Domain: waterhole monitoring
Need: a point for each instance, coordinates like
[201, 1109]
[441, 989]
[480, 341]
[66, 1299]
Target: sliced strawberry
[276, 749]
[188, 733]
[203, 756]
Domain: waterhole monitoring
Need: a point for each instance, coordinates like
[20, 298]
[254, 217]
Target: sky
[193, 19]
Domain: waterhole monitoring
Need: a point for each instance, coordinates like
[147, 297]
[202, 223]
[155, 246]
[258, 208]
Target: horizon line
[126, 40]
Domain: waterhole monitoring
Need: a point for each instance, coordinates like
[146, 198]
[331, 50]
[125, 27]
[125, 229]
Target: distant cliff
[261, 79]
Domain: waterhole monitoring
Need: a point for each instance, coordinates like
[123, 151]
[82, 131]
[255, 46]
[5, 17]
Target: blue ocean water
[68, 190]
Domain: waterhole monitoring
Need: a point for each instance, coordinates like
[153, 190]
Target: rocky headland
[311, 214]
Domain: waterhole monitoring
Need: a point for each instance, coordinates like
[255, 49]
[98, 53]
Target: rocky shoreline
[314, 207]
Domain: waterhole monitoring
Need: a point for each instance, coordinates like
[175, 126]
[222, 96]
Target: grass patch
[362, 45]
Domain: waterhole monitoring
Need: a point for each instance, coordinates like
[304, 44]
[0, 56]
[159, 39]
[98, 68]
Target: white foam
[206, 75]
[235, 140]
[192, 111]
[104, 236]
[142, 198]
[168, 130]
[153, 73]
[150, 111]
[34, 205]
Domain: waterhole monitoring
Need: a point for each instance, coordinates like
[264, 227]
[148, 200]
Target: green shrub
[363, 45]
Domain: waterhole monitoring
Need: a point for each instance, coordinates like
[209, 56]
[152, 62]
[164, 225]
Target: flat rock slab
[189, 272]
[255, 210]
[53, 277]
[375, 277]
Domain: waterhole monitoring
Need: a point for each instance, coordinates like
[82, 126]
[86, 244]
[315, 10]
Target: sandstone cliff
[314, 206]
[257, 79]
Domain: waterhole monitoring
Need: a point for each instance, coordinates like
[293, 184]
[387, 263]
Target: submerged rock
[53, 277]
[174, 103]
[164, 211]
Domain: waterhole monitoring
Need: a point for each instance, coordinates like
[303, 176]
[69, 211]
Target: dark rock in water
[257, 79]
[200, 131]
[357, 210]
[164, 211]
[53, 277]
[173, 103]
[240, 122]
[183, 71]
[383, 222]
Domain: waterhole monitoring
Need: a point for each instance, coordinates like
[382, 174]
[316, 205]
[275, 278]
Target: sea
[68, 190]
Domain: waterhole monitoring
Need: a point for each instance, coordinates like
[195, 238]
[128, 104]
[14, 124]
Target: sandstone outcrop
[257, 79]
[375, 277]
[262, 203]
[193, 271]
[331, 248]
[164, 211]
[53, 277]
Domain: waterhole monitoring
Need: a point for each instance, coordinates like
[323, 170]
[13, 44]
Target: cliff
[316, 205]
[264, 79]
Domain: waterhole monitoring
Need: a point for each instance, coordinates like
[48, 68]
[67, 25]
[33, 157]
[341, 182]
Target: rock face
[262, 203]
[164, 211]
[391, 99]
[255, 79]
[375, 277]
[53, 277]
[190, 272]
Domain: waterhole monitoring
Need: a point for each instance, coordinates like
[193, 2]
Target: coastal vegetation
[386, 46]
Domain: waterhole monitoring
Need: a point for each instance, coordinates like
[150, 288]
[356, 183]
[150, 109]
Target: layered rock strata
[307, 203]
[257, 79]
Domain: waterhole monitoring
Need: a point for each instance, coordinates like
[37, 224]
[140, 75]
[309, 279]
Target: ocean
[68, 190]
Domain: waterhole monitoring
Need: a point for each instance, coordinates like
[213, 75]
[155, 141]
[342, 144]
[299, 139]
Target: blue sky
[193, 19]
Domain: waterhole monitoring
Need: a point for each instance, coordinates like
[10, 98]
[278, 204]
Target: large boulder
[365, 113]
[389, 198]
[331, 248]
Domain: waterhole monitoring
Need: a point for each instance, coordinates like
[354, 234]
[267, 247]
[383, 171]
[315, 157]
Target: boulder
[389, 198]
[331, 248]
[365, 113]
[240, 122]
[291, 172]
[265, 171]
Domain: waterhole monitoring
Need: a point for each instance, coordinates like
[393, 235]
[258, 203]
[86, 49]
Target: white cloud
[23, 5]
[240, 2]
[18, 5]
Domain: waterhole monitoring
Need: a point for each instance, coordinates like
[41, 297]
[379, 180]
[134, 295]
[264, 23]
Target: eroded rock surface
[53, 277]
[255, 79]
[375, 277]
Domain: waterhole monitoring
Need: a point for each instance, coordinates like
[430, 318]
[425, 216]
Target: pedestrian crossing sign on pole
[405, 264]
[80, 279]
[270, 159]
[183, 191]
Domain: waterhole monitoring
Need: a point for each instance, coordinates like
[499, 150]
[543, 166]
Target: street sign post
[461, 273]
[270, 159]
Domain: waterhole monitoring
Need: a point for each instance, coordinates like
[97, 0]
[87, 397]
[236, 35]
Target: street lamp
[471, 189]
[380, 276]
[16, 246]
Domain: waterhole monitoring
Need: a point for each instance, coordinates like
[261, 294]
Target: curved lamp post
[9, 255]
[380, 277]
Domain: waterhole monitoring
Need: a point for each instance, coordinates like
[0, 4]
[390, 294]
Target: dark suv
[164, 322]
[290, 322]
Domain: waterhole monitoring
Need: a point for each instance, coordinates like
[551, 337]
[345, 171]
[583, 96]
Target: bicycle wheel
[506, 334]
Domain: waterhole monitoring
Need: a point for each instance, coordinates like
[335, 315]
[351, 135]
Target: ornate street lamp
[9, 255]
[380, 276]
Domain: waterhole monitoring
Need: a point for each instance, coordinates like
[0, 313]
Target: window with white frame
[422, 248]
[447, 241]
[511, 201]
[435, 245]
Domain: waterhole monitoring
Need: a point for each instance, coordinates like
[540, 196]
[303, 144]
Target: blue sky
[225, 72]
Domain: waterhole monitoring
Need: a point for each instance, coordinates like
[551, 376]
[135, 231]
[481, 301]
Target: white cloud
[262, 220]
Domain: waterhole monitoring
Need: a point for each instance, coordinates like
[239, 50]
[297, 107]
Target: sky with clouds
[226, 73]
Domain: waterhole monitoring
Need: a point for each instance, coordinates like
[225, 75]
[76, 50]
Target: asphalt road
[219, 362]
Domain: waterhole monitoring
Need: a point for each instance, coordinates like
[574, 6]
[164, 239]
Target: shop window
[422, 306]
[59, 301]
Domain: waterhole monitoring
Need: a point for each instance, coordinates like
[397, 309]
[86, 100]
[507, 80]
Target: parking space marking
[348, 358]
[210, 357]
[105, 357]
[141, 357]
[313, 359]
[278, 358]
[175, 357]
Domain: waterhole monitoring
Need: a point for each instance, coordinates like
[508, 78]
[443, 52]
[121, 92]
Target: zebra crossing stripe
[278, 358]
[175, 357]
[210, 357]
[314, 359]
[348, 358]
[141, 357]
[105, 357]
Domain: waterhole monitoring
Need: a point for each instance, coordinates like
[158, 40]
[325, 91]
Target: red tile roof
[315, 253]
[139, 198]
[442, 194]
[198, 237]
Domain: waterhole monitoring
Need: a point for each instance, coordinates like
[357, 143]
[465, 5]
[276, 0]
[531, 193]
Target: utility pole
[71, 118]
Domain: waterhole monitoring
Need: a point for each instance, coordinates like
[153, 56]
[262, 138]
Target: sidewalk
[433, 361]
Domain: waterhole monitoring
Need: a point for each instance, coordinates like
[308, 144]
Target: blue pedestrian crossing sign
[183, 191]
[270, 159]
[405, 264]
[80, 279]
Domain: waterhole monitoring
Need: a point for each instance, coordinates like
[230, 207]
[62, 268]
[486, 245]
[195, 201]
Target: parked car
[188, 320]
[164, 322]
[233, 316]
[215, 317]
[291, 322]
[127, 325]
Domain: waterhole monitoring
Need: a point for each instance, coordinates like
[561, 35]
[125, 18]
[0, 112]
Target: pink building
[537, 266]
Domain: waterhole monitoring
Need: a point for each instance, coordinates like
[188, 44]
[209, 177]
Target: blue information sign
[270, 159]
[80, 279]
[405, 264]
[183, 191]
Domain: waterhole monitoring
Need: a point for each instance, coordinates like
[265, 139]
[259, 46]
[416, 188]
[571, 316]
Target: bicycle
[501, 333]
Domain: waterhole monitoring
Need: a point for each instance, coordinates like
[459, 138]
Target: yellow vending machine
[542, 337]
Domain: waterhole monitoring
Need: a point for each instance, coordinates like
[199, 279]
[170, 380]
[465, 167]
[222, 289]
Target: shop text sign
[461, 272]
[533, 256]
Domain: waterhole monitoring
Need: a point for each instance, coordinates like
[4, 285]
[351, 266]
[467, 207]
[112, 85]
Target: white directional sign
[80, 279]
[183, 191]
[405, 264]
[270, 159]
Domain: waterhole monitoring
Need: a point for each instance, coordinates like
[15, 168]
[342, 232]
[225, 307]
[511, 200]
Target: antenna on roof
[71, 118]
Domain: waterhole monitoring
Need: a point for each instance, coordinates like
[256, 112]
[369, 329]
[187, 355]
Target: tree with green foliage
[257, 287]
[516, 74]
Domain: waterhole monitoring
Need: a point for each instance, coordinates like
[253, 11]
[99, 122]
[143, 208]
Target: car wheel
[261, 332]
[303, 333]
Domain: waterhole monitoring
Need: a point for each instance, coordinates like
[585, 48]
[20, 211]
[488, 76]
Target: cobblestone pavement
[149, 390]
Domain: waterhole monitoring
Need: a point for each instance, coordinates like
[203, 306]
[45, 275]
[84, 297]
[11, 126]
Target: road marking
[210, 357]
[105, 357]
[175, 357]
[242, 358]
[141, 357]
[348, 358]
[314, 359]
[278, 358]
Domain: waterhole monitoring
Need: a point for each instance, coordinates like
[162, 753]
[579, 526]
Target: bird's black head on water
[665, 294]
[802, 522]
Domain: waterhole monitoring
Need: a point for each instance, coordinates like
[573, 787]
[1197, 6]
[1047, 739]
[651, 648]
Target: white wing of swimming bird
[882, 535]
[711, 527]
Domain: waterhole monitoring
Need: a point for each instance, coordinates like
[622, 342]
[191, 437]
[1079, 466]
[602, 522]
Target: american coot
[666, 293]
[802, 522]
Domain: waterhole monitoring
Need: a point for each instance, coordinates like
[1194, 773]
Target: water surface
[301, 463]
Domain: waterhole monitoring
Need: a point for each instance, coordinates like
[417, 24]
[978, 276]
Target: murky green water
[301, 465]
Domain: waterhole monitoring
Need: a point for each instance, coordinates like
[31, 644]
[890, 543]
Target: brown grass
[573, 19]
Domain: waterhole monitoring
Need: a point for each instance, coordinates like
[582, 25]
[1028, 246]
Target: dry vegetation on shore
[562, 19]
···
WHAT YOU NEED TO DO:
Pick out every line of the records above that contains the word "pole" and copy each one. Case counts.

RESPONSE:
Target: pedestrian crossing sign on pole
Target: utility pole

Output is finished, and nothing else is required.